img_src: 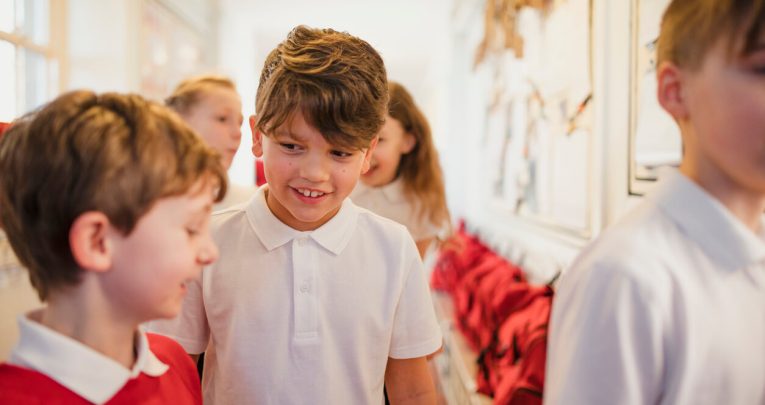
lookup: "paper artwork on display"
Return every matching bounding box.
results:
[486,0,594,235]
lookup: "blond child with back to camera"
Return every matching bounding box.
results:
[166,74,254,210]
[545,1,765,404]
[351,81,451,259]
[149,25,443,404]
[0,91,227,404]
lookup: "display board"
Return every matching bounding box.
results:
[628,0,679,194]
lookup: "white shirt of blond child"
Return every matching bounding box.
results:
[545,168,765,405]
[214,182,255,212]
[149,185,442,405]
[351,178,442,241]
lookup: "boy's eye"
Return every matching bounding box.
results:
[280,143,298,150]
[332,150,353,158]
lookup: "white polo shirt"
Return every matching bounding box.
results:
[545,168,765,405]
[150,185,442,405]
[351,179,442,241]
[9,310,169,404]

=======

Find and copy every line in the entries above where the string "blond" occurs.

▶ **OUTPUT BELOW**
lookup: "blond child with back to camera"
lookup: "white shirt of blond child"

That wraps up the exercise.